Try it = A single number is all that's needed: how many lines in the data contain the string "point".

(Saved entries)
-*-*-

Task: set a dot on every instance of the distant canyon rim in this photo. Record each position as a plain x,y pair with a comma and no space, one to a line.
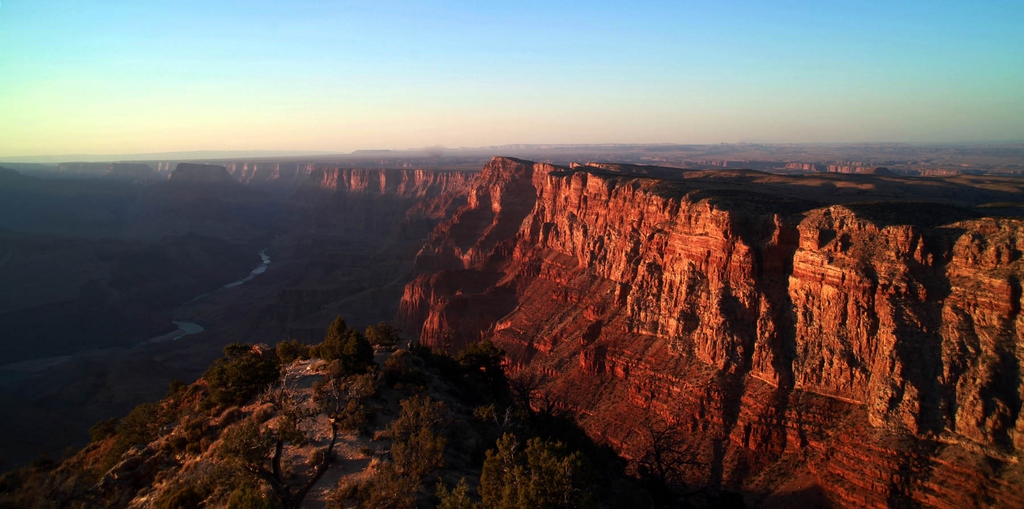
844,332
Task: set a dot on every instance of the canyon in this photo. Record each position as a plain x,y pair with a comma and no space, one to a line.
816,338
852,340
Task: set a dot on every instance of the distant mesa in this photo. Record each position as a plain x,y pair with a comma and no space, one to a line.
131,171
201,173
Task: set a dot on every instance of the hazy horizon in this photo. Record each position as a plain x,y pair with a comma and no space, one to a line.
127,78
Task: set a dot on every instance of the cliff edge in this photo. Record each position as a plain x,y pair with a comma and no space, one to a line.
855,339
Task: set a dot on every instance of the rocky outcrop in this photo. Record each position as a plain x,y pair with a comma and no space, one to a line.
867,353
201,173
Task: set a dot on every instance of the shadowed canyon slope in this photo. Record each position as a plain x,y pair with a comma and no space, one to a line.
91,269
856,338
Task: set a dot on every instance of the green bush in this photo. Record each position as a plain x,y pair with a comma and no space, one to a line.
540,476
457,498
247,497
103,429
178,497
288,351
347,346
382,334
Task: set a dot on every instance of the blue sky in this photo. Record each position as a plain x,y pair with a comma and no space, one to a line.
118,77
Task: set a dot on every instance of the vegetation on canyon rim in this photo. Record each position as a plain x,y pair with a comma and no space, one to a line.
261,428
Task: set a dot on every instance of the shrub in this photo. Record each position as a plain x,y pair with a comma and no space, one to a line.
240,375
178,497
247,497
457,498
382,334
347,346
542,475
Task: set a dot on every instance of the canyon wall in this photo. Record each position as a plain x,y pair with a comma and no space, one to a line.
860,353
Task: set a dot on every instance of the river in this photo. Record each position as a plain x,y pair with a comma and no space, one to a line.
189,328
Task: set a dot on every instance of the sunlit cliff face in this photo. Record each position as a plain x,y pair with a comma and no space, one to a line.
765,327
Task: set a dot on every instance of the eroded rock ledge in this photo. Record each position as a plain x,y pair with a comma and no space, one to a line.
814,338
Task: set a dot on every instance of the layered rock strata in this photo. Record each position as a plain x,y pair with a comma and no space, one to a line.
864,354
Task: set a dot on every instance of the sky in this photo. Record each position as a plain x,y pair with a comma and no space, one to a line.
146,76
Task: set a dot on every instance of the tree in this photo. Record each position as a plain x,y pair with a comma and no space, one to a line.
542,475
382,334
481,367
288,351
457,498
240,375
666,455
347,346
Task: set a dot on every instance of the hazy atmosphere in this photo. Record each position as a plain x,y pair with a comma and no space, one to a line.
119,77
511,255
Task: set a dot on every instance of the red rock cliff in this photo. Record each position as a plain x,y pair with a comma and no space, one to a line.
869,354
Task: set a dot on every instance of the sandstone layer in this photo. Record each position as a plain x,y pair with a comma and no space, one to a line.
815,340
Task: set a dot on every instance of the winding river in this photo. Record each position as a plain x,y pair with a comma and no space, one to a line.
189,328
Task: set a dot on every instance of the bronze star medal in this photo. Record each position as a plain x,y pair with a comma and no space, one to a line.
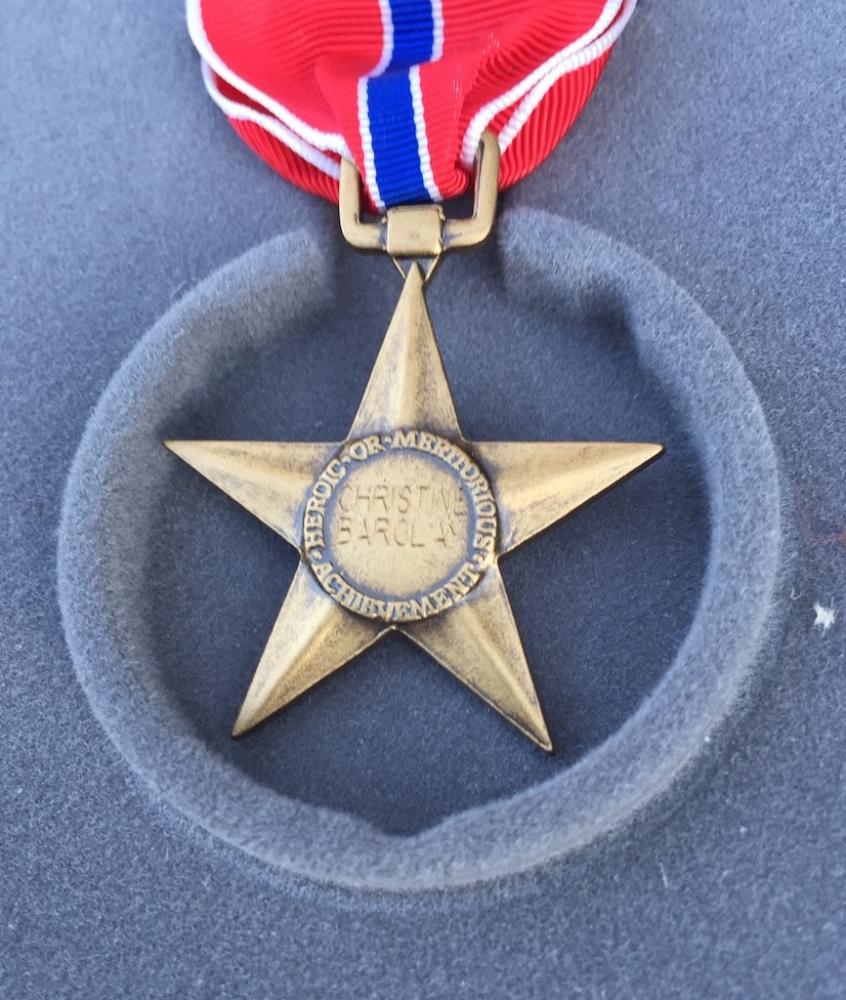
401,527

-*-*-

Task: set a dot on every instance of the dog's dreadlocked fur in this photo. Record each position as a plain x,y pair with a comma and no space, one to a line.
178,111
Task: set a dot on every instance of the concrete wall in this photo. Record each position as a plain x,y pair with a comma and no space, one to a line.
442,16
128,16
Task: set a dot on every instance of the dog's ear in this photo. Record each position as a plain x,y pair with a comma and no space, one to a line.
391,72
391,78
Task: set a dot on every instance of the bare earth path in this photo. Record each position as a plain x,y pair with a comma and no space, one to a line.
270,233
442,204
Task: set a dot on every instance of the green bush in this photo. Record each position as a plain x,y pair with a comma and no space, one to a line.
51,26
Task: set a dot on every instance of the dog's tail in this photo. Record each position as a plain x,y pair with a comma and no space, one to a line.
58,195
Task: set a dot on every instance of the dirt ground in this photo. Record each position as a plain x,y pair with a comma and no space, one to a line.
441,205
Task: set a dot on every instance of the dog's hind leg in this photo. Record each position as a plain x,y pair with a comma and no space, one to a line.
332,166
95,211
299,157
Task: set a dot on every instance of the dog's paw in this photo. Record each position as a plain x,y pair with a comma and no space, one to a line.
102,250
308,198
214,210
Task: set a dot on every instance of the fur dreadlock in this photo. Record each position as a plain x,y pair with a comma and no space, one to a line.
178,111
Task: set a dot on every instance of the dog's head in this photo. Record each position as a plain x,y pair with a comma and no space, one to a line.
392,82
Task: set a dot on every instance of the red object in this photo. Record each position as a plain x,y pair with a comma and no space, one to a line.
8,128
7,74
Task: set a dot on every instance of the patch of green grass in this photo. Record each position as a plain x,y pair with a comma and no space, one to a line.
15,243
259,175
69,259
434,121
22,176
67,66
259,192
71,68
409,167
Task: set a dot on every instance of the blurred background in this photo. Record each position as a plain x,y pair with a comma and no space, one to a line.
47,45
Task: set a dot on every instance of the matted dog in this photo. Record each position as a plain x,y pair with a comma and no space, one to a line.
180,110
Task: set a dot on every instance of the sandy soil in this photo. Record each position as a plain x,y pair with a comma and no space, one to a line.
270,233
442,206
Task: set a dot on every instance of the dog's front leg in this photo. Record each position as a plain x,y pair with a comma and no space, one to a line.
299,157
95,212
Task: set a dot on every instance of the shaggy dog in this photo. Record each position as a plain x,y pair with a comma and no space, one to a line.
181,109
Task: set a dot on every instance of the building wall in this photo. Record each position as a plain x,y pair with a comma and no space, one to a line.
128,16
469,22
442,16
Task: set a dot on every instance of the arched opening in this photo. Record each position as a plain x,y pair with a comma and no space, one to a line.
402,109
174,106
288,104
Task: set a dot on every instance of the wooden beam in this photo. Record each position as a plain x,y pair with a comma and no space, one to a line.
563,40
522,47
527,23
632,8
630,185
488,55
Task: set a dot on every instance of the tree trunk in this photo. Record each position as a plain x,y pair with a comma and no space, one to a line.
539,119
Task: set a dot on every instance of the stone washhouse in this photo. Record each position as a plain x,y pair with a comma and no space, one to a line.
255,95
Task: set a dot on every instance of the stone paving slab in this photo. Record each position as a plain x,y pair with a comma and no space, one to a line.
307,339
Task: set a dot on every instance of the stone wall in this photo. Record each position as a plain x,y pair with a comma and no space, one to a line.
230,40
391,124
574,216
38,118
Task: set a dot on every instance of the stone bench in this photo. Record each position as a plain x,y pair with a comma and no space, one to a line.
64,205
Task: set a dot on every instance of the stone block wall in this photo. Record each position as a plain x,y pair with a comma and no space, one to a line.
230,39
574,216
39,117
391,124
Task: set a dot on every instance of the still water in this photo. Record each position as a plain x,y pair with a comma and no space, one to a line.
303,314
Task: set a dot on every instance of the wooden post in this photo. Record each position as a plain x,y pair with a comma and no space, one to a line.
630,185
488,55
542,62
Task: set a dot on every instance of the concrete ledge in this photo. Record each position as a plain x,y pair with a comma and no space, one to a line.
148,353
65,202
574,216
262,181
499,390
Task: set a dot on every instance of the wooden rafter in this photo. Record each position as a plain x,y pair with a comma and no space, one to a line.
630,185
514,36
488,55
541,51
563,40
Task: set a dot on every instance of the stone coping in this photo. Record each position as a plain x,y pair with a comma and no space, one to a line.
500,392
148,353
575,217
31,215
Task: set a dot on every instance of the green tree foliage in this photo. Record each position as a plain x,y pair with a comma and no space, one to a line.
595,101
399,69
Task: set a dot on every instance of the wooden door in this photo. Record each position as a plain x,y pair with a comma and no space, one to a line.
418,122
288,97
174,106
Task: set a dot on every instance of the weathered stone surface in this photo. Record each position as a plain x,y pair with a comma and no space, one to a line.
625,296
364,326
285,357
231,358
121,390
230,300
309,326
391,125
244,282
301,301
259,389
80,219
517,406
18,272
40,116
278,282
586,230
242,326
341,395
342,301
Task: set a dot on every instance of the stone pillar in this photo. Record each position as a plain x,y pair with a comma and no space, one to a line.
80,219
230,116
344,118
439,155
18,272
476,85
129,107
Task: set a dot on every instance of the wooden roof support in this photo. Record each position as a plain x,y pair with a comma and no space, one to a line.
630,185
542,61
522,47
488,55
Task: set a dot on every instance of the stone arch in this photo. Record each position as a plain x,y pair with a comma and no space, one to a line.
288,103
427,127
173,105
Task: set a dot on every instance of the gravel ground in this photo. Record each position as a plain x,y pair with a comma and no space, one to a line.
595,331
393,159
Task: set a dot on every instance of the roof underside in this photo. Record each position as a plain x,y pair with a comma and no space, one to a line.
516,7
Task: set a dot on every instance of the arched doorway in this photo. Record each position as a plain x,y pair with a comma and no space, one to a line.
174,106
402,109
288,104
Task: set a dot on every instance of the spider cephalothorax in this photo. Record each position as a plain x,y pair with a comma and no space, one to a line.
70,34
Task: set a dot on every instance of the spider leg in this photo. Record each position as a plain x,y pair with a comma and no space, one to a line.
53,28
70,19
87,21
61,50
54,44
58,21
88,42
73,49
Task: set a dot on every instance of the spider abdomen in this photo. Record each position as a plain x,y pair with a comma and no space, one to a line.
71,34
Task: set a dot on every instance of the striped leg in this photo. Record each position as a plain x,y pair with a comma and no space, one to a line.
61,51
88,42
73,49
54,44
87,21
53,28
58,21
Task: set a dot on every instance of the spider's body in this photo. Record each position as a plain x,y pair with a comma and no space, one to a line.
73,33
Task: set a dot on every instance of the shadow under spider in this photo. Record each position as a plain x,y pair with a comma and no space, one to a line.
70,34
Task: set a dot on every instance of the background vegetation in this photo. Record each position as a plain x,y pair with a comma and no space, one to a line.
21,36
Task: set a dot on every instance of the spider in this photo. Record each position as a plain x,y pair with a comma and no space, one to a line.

-*-*-

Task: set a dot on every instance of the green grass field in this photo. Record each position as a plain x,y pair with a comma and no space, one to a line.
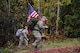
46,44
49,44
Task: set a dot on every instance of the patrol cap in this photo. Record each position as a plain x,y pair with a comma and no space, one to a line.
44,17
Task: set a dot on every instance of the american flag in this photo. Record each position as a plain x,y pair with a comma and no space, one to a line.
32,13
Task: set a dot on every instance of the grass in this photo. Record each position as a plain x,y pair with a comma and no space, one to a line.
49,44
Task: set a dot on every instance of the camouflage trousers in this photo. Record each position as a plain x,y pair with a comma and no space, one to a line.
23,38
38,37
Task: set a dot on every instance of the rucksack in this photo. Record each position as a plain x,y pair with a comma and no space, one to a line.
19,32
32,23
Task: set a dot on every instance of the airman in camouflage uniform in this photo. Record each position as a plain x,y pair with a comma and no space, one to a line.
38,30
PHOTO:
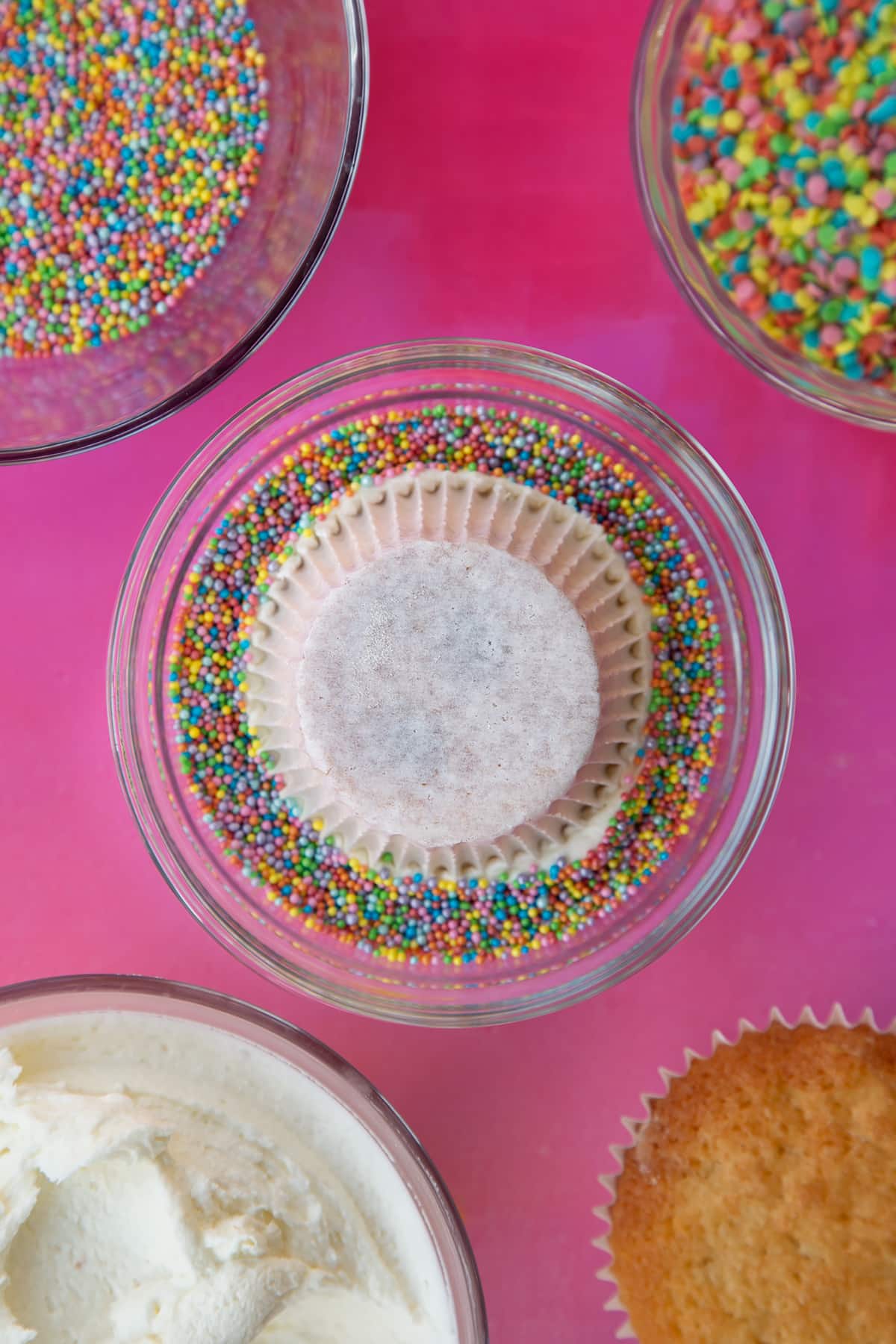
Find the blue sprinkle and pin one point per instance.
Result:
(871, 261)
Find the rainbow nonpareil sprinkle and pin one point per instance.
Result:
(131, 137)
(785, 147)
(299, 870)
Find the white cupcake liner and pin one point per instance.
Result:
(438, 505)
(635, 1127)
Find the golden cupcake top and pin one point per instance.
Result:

-*-*-

Solution to the problem = 4